» What the exercise asks: With the pictures left out, write out exactly the lines from the one containing "[pin] green tree -- one per line" through the end.
====== Data entries ======
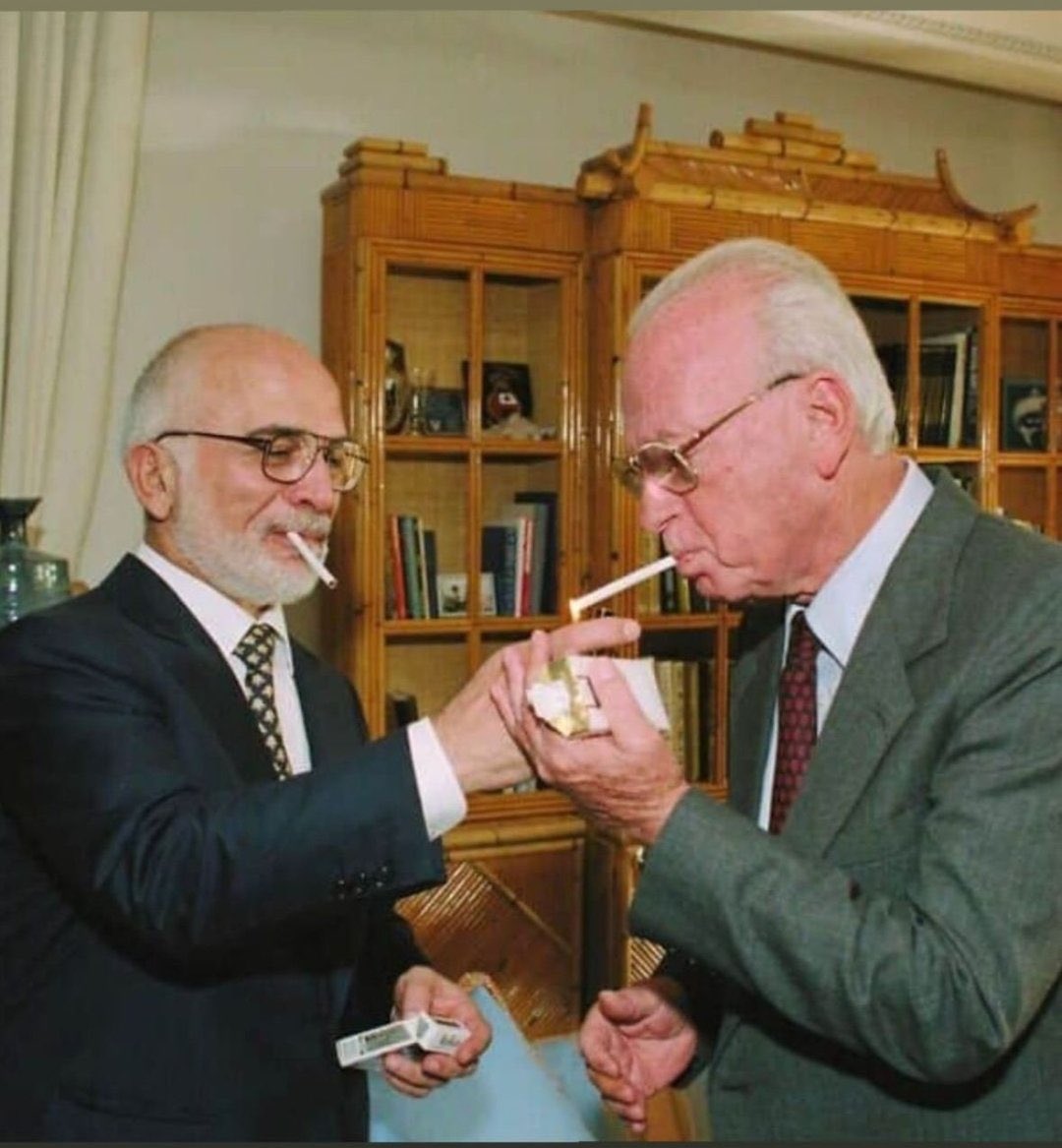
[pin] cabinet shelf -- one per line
(472, 281)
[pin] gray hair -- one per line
(807, 321)
(162, 389)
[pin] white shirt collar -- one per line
(220, 617)
(841, 606)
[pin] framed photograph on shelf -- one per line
(444, 411)
(452, 595)
(1023, 413)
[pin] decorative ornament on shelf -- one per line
(396, 389)
(29, 579)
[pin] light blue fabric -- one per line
(515, 1094)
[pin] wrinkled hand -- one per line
(636, 1042)
(473, 735)
(423, 990)
(625, 781)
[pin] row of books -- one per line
(948, 382)
(519, 564)
(686, 689)
(519, 550)
(667, 592)
(411, 582)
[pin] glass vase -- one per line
(29, 578)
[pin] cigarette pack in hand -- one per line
(562, 696)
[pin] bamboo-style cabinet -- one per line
(453, 320)
(966, 316)
(466, 281)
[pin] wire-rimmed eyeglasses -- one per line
(669, 466)
(287, 455)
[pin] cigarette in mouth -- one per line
(313, 561)
(577, 605)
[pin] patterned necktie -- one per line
(796, 719)
(256, 652)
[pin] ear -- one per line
(833, 417)
(152, 475)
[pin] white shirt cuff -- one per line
(442, 799)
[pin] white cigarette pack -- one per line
(430, 1033)
(562, 696)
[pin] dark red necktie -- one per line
(796, 719)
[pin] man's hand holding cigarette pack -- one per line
(561, 695)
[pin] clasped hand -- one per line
(625, 781)
(423, 990)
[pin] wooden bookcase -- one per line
(468, 281)
(965, 310)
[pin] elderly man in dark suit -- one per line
(867, 942)
(197, 892)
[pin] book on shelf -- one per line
(543, 506)
(943, 376)
(500, 549)
(507, 549)
(431, 571)
(401, 709)
(409, 529)
(893, 359)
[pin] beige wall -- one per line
(247, 115)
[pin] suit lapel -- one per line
(194, 660)
(754, 689)
(907, 620)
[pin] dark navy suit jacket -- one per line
(182, 937)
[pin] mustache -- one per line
(308, 522)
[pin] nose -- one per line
(656, 508)
(315, 489)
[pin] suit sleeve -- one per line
(929, 935)
(134, 802)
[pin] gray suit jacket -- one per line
(889, 967)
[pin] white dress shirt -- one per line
(442, 800)
(837, 612)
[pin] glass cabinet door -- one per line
(1028, 487)
(471, 494)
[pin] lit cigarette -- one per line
(577, 605)
(313, 561)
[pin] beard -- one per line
(239, 565)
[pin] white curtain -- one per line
(71, 94)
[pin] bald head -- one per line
(197, 370)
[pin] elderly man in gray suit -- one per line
(884, 961)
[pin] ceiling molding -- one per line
(1009, 53)
(972, 35)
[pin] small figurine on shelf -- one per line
(420, 386)
(396, 391)
(507, 402)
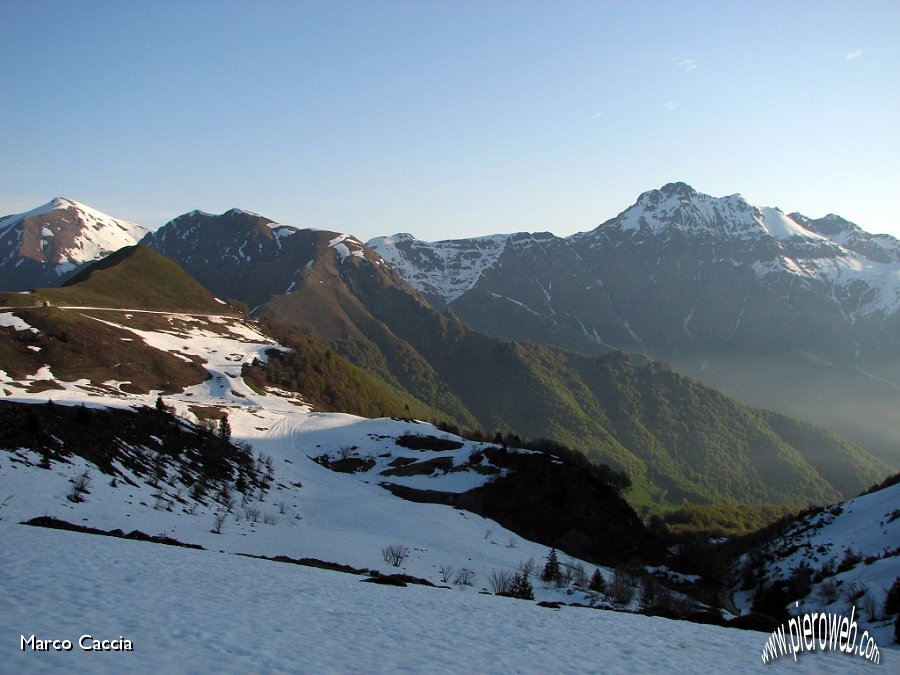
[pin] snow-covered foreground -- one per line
(197, 611)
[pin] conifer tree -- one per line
(551, 571)
(224, 429)
(597, 582)
(521, 587)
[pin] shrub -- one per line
(892, 598)
(620, 590)
(551, 573)
(597, 582)
(464, 577)
(395, 554)
(500, 582)
(829, 591)
(446, 572)
(521, 587)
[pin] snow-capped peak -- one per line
(679, 206)
(64, 234)
(442, 270)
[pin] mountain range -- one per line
(148, 405)
(404, 311)
(782, 311)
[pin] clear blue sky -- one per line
(449, 119)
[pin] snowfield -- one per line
(187, 611)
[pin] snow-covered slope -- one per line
(194, 611)
(184, 609)
(311, 511)
(838, 557)
(443, 269)
(60, 236)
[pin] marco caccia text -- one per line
(87, 643)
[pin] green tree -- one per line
(224, 429)
(551, 573)
(521, 587)
(597, 582)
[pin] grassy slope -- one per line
(136, 277)
(679, 439)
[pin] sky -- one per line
(449, 119)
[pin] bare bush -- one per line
(579, 576)
(829, 591)
(620, 590)
(464, 577)
(528, 567)
(446, 572)
(500, 581)
(80, 487)
(395, 554)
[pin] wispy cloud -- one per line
(600, 113)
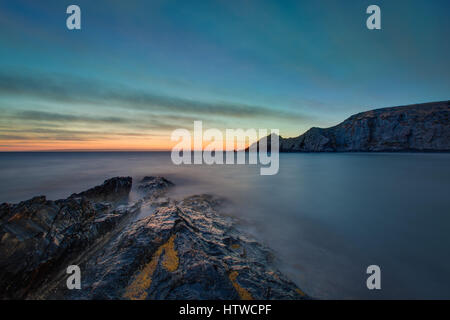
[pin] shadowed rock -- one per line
(186, 250)
(422, 127)
(39, 237)
(114, 190)
(153, 186)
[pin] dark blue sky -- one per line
(138, 69)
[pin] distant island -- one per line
(419, 127)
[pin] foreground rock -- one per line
(421, 127)
(184, 250)
(38, 236)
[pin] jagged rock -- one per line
(38, 236)
(420, 127)
(114, 189)
(183, 251)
======
» Problem solution:
[pin] green tree -- one per line
(224, 429)
(551, 573)
(521, 587)
(597, 582)
[pin] grassy slope -- one per line
(136, 277)
(679, 439)
[pin] sky -- one per line
(449, 119)
[pin] bare bush -- one per line
(579, 576)
(829, 591)
(620, 590)
(464, 577)
(528, 567)
(446, 572)
(500, 581)
(80, 487)
(395, 554)
[pin] wispy cloud -- one per line
(600, 113)
[pin] shadowed rock -- one per line
(186, 250)
(422, 127)
(39, 237)
(114, 190)
(153, 186)
[pin] dark blue sky -- one per line
(138, 69)
[pin] distant island -- one per line
(419, 127)
[pin] foreground rock -- one per line
(421, 127)
(184, 250)
(38, 236)
[pin] jagged rock -- one per line
(38, 236)
(420, 127)
(114, 189)
(183, 251)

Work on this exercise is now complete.